Task: Whenever a line carries the word "patch", pull it out of the entries.

Input material:
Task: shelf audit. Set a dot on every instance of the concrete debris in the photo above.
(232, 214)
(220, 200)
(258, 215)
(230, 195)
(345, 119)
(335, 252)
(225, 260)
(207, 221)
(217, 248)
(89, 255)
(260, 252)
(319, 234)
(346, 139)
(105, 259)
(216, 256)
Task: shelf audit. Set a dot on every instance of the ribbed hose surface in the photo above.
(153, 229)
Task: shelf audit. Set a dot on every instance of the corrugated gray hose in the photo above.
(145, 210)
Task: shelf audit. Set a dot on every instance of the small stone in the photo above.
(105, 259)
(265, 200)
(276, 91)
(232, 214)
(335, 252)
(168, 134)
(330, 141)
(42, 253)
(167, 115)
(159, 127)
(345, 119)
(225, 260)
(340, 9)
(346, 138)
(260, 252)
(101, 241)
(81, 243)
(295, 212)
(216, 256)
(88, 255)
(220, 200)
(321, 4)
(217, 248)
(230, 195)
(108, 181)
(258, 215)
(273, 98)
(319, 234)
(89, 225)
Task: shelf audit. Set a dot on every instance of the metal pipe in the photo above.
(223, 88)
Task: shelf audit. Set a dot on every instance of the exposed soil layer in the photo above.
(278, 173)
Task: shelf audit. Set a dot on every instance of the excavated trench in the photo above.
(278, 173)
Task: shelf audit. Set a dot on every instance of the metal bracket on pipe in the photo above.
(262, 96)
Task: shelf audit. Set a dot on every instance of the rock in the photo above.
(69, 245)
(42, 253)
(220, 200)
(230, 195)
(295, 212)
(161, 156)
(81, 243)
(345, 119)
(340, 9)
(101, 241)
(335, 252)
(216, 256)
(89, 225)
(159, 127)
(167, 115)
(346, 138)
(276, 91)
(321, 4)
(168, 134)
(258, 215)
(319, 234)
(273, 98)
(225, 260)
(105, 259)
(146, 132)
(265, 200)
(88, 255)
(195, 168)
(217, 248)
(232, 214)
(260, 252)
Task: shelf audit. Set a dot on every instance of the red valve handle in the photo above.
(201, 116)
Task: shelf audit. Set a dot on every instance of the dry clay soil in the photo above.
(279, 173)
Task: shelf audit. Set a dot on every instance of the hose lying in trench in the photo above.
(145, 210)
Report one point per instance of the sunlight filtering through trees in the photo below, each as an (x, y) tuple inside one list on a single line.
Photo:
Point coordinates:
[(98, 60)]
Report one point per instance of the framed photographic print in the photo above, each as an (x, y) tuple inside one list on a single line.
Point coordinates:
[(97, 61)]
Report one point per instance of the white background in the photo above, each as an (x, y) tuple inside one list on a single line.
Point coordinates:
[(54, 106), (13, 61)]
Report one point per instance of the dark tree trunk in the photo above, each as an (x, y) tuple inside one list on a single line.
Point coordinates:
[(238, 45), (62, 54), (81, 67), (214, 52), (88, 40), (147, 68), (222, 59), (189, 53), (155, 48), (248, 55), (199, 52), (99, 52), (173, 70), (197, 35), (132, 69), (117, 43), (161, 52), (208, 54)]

--

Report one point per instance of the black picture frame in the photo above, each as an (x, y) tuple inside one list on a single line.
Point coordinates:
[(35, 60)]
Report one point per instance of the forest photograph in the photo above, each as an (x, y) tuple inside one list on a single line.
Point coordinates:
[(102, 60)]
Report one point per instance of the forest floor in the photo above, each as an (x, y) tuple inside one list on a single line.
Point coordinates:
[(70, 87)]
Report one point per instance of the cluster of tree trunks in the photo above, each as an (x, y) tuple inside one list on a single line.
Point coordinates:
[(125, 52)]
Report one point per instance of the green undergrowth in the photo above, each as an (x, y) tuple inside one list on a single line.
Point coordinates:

--

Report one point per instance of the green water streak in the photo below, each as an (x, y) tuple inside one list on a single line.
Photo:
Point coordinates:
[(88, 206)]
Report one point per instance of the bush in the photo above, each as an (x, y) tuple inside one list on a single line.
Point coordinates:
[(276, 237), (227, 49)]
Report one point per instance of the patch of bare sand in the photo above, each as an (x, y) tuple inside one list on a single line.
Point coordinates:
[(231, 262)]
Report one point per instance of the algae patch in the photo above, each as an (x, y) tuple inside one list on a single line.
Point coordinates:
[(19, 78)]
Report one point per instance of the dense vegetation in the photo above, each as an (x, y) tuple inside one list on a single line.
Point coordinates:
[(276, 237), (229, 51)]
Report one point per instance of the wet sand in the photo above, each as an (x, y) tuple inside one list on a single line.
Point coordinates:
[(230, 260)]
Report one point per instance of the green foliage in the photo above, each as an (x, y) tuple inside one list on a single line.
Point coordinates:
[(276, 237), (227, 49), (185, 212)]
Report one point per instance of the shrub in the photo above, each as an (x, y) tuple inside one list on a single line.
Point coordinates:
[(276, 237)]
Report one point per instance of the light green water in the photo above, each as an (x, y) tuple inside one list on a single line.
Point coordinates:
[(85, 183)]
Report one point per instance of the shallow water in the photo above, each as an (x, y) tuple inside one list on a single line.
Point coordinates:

Reply to the task:
Report one point per instance of the patch of bare sand in the photo above, each as an (x, y) tuple inside one list on a single line.
Report one point per instance of the algae patch in the photo above, each as an (x, y) tuple inside one list on a single line.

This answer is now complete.